● Data for this exercise:
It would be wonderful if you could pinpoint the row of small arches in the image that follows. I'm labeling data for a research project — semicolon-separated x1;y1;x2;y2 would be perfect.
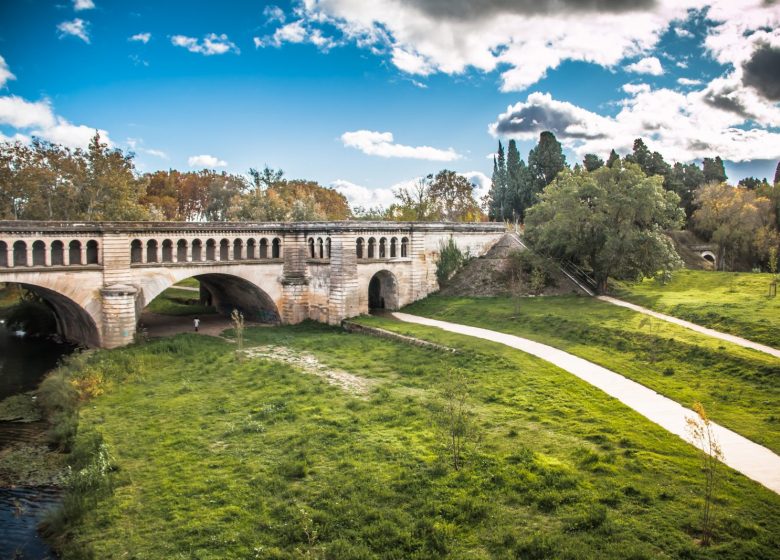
130;237;282;264
355;237;409;259
0;239;100;268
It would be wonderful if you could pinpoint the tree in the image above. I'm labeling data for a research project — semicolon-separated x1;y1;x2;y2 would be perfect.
582;154;614;171
702;156;728;183
528;131;566;194
525;161;683;292
607;150;620;168
428;169;482;222
693;183;776;270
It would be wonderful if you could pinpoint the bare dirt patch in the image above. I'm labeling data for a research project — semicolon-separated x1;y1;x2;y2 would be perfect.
244;345;373;396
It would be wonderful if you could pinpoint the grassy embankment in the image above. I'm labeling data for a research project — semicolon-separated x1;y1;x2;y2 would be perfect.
380;296;780;453
44;324;780;560
616;270;780;348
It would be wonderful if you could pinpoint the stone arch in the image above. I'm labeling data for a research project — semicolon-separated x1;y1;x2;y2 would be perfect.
14;240;27;266
84;239;100;264
49;240;65;266
146;239;157;262
131;239;144;264
260;237;268;259
13;282;100;348
355;237;366;259
136;272;281;324
368;270;399;310
160;239;173;262
68;239;83;264
176;239;187;262
32;239;46;266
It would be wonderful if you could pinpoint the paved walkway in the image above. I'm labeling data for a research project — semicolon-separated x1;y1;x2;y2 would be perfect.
392;313;780;494
597;296;780;358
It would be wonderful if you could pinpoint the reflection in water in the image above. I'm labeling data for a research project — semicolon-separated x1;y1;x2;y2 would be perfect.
0;325;73;560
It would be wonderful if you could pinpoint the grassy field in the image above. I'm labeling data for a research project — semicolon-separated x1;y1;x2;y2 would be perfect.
388;296;780;453
48;324;780;560
616;270;780;348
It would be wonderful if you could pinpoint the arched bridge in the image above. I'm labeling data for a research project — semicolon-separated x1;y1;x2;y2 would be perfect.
0;221;504;348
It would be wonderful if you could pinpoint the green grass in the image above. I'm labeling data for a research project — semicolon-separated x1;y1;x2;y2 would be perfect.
617;270;780;348
51;324;780;560
144;288;216;316
394;296;780;453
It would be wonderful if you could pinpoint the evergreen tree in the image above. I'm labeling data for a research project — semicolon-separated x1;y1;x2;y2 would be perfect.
703;156;728;183
528;130;566;194
582;154;614;171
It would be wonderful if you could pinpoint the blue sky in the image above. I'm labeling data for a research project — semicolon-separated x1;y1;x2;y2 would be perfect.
0;0;780;209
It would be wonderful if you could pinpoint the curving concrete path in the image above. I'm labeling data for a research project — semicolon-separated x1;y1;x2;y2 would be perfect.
391;312;780;494
596;296;780;358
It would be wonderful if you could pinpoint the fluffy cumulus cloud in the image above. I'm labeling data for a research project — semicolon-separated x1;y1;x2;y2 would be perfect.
57;18;89;44
171;33;241;56
0;56;16;88
488;84;780;161
341;130;461;161
73;0;95;12
187;154;227;169
330;179;395;208
128;32;152;45
0;95;113;148
626;56;664;76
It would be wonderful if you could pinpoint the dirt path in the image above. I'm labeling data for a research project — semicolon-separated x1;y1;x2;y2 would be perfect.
598;296;780;358
392;313;780;494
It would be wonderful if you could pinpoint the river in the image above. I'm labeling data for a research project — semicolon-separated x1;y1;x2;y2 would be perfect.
0;324;73;560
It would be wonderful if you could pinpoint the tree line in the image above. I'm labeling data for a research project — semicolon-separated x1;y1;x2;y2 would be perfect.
485;132;780;276
0;134;485;222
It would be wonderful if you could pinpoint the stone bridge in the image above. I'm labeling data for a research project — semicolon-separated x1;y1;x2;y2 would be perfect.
0;221;504;348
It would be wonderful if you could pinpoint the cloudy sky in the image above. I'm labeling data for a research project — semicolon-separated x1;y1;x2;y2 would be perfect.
0;0;780;206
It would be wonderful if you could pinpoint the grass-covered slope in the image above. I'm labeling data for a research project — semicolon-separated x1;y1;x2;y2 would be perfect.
396;296;780;453
51;324;780;560
616;270;780;348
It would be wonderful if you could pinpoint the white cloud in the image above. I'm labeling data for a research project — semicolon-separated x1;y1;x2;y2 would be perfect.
0;95;113;148
171;33;241;56
0;56;16;88
341;130;461;161
57;18;89;44
187;154;227;169
330;179;395;208
128;32;152;45
626;56;664;76
263;5;285;23
489;79;780;162
73;0;95;12
292;0;708;91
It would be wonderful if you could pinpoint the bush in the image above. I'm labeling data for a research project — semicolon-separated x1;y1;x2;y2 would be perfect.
436;237;466;288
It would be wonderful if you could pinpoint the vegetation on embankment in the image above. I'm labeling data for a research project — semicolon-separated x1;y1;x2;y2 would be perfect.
44;323;780;559
616;270;780;348
396;296;780;453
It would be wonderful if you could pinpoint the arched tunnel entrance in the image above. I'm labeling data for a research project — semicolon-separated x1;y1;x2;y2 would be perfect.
368;270;399;311
4;283;100;347
136;273;280;337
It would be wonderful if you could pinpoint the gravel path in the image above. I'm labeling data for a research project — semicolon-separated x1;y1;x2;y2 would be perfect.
598;296;780;358
392;313;780;494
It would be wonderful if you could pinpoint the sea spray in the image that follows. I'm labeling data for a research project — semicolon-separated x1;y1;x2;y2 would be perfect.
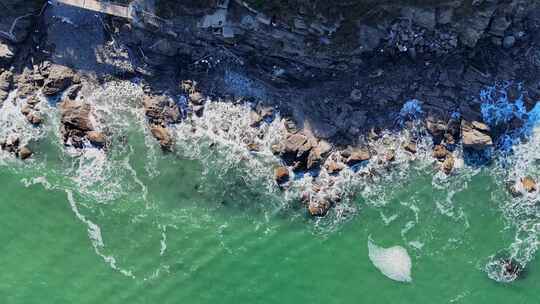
368;238;412;283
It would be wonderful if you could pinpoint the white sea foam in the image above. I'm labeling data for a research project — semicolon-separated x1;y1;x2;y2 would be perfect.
368;239;412;282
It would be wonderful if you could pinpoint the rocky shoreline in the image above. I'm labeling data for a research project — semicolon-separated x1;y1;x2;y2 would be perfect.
0;0;540;221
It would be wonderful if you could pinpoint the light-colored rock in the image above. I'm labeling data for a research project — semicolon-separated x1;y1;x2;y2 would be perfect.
150;125;172;150
86;131;107;146
461;120;493;150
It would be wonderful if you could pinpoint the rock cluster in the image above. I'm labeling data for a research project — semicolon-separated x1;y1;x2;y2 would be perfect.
461;120;493;150
0;133;32;160
58;98;106;149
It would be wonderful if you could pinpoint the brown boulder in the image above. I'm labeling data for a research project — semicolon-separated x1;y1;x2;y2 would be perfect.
60;100;93;131
347;148;371;166
283;133;312;157
26;112;41;125
42;65;80;96
324;159;345;174
150;125;172;150
274;166;290;185
86;131;106;146
384;149;396;163
441;154;455;175
403;141;418;154
308;199;332;217
189;92;204;106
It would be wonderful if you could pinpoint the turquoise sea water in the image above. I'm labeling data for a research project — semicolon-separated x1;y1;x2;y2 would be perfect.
0;82;540;304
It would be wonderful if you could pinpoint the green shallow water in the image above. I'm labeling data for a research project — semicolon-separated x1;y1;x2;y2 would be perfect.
0;86;540;304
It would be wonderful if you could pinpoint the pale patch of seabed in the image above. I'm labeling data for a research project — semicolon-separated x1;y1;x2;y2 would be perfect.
1;77;536;288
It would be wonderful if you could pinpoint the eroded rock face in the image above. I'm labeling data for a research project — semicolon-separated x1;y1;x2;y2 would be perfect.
274;166;289;185
59;99;102;149
0;71;13;104
0;40;15;67
150;125;173;150
59;99;93;132
42;64;80;96
461;120;493;150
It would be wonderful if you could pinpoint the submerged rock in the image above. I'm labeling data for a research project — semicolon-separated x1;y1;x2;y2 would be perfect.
521;176;537;193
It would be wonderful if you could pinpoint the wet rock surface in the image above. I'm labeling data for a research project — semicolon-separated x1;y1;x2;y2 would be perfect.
461;120;493;150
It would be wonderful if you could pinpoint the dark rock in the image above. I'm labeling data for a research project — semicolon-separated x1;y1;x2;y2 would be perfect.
0;71;13;104
42;65;80;96
324;159;345;174
0;40;15;67
150;125;173;150
502;36;516;49
461;120;493;150
274;167;289;185
249;111;262;128
358;25;385;52
26;112;42;125
347;148;371;166
307;147;323;170
60;100;93;131
86;131;107;147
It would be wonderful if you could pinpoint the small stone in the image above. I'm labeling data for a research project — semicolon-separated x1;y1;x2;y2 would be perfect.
26;113;41;125
247;142;261;152
274;166;289;185
351;89;362;102
21;104;32;115
441;155;454;175
347;149;371;166
433;145;448;160
86;131;106;146
308;200;331;217
19;146;32;159
384;149;396;163
150;125;172;150
249;111;262;128
503;36;516;49
324;159;345;174
193;106;204;117
521;176;537;193
403;142;418;154
189;92;204;106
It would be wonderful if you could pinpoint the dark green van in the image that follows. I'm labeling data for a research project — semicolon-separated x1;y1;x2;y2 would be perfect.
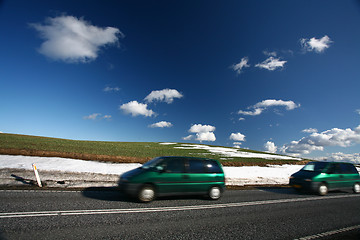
119;157;225;202
290;162;360;195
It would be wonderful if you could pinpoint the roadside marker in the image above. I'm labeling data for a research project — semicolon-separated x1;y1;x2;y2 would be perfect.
33;163;42;187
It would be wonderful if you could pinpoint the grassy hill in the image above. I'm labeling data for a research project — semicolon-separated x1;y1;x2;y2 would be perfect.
0;133;307;166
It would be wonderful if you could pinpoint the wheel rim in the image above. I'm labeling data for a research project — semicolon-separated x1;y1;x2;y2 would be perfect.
139;188;155;202
319;185;327;195
209;187;221;199
354;183;360;193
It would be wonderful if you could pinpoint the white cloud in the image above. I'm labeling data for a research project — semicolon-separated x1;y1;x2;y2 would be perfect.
189;124;216;133
182;135;194;140
238;99;300;116
103;87;120;92
231;57;250;74
183;124;216;142
145;88;183;104
149;121;173;128
30;16;124;62
120;101;156;117
102;115;111;120
195;132;216;142
263;50;277;57
230;132;245;142
302;128;318;133
264;141;277;153
282;125;360;154
255;56;287;71
83;113;111;120
300;35;332;53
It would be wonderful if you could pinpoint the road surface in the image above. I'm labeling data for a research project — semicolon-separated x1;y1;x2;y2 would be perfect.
0;188;360;239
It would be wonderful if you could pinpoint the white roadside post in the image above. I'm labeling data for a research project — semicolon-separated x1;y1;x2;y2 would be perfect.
33;163;42;187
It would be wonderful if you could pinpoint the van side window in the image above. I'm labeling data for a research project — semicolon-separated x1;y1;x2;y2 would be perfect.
163;158;184;173
327;163;341;174
205;160;222;173
188;159;205;173
340;163;357;174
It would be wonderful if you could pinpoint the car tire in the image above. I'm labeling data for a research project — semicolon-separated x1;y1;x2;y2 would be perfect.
353;183;360;193
318;183;329;196
138;184;156;202
208;186;221;200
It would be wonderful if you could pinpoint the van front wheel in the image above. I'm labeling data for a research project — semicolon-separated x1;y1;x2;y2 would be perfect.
353;183;360;193
138;184;155;202
208;186;221;200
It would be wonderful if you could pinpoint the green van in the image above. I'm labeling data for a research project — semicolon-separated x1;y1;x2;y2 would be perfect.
119;157;225;202
289;162;360;195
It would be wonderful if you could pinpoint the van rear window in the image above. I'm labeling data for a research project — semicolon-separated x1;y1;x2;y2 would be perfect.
205;160;223;173
188;159;205;173
301;162;328;172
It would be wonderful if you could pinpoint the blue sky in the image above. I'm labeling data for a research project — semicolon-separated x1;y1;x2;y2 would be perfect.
0;0;360;160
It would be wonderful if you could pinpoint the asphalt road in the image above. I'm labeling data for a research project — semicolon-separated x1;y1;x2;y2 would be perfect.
0;188;360;239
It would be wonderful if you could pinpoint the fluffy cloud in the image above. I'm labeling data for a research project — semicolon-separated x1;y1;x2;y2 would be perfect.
300;35;332;53
264;141;277;153
255;56;287;71
145;88;183;104
103;87;120;92
281;125;360;154
231;57;250;74
182;135;194;140
302;128;318;133
238;99;300;116
189;124;216;133
183;124;216;142
195;132;216;142
83;113;111;120
229;132;245;142
149;121;173;128
30;16;124;62
120;101;156;117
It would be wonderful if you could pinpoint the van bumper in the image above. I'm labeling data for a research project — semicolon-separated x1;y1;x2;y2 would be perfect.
119;181;141;197
289;179;320;192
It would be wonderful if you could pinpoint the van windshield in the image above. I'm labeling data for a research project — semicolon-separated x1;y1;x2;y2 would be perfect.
301;162;327;172
141;157;163;169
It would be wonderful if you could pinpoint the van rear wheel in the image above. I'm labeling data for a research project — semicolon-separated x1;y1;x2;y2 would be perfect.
208;186;221;200
138;184;155;202
318;183;328;196
353;183;360;193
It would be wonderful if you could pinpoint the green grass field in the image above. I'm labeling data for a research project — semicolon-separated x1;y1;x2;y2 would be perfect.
0;133;310;166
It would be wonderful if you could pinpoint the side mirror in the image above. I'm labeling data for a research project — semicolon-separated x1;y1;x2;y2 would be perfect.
156;166;165;173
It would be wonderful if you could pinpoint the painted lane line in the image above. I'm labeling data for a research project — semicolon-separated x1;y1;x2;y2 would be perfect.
295;225;360;240
0;194;360;218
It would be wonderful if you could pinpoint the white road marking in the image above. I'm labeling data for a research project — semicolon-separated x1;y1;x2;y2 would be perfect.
0;194;360;218
295;225;360;240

● Exercise goal:
Reproduce the listing without any changes, beginning at the line that contains "It would be wonderful if you could pinpoint the painted" and continuing through the listing's final line.

● Correct answer:
It would be wonderful if you could pinpoint the painted lane line in the image above. I'm labeling data for a research project — semicolon-separated x1;y1;x2;y2 would be perfect.
295;225;360;240
0;194;360;218
It would be wonderful if you could pinpoint the white road marking in the image above. I'm labeling data for a research project — semicolon-separated x1;y1;x2;y2 would be perfect.
0;194;360;218
295;225;360;240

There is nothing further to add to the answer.